**ESTRATTO DEL DOCUMENTO**
La colpa dei padri dunque non è solo la violenza del potere, il fascismo. Ma essa è anche: primo, la rimozione della coscienza, da parte di noi antifascisti, del vecchio fascismo, l’esserci comodamente liberati della nostra profonda intimità con esso (l’aver considerato i fascisti “i nostri fratelli cretini”…) secondo, e soprattutto, l’accettazione – tanto più colpevole quanto più inconsapevole – della violenza degradante e dei veri, immensi genocidi del nuovo fascismo”
Pier Paolo Pasolini

“- Beauty is truth, truth beauty – that is all

Ye know on earth, and all ye need to know”.

“-Bellezza è verità, verità bellezza- Questo è tutto

quello che sappiamo su questa terra, e tutto quello che ci serve sapere.”
John Keats

 

Un fascista (ma uno di quelli à la mode, con la messa in piega, un filino di rimmel e quantità industriali di gel e lucido da scarpe nei capelli, uno di quelli, insomma, che ormai il saluto romano se lo fa da solo in bagno, davanti allo specchio e con la porta ben chiusa a chiave) ha manganellato giorni fa Don Lorenzo Milani.

Dopo avere già definito elegantemente la sua scuola “Il soviet dell’ignoranza” oggi definisce lui “Un cattivo maestro” contrapponendolo tra le righe a quell’ottimo maestro che sarebbe stato invece Giovanni Gentile.

Col mignolino alzato, come usa oggi, gli ha insomma somministrato l’olio di ricino.

I suoi predecessori si sarebbero mossi in manipolo, agitando i ferri del mestiere, inneggiando canti patriottici sul predellino e sputazzando per aria; lui ha operato senza neppure muoversi da una di quelle emittenti di volgarità preconfezionate, di proprietà privatissima ma profumatamente finanziate dallo Stato, che qui da noi si usa definire eufemisticamente “giornali” (solo per non dimenticare: Libero, 25.09.08, pag. 16-17, a fianco, foto grande a mezza pagina di Pierino-Alvaro Vitali che alluzza le tette della professora di anatomia linguistica, o linguistica anatomica, e titolone rosso in apertura: “La scuola dei somari”, tra i commenti in piccolo “La maestra unica non piace al comunista ma fa impazzire il bullo Pierino”; il trionfo dello “esprit de finesse”, ma anche di quello “de géométrie”, ciò che, insomma, ci si può e deve aspettare da quei country-gentlemen che ne sono direttore e redattori).

E’ il progresso: il vecchio fascista correva, il nuovo fa correre la palla.

Questo lascerebbe il tempo che trova, visto che non avrebbe dalla sua neppure quel minimo di distanza dal luogo comune indispensabile a far diventare opinioni discutibili delle volgari stronzate.

Cose così, espresse con una prosa da piccolo balilla, in un paese diverso dal nostro, non riuscirebbero, in altre parole, neppure a far vibrare i timpani di chi le ascolta; dalla boccuccia del figlioletto della lupa, evaporerebbero nell’etere come l’alito cattivo lasciando solo un senso vago di disagio nell’ascoltatore. Insomma arriverebbero al cervello attraverso le narici e non attraverso le orecchie e causerebbero perciò le reazioni adeguate ai cattivi odori: pollice e indice al naso, apertura di finestra e corsa all’aria aperta.

**RECORD MOSTRATI**
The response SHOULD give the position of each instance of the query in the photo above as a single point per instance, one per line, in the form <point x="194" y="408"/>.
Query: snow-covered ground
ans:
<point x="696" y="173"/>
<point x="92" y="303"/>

**ISTRUZIONI**
(a) Modifica il testo su Don Lorenzo Milani riportando il passo che comincia con "Un fascista (ma" e prosegue fino a "Don Lorenzo Milani.", con "mascara" al posto di "rimmel".
(b) Prosegui il testo su Don Lorenzo Milani dopo la sua ultima frase.

**RISPOSTE**
(a)
Un fascista (ma uno di quelli à la mode, con la messa in piega, un filino di mascara e quantità industriali di gel e lucido da scarpe nei capelli, uno di quelli, insomma, che ormai il saluto romano se lo fa da solo in bagno, davanti allo specchio e con la porta ben chiusa a chiave) ha manganellato giorni fa Don Lorenzo Milani.

(b)
Ma purtroppo non siamo in un altro paese; qui ci si è a tal punto abituati a considerare l’alitosi una forma di argomentazione che oramai siamo costretti a far confusione tra il vaporizzatore del deodorante e la penna stilografica.

Finiamo così per rispondere a queste zaffate con i punti e le virgole e, alla fine, siamo sempre noi a pagarla cara: il fascista in questione sarà invitato nei talk show e scriverà articolesse per scendere nei dettagli di questa insulsaggine.

Come risultato, il cattivo odore aumenterà ancora e tra non molto ci toccherà andare in giro con le mascherine.

Quel che m’interessa davvero, invece, è di mettermi al passo coi tempi e tentare un’operazione ecologica di riciclaggio. Oramai sommersi dalla spazzatura montante, potrebbe non essere sbagliato provare a usarla come occasione per recuperare testardamente e con acribia filologica tutto quello che ne è insozzato.

Perciò sono andato a prendere dallo scaffale i due volumi che raccolgono le lettere di don Lorenzo Milani.

Due tra i libri più importanti e commoventi del dopoguerra.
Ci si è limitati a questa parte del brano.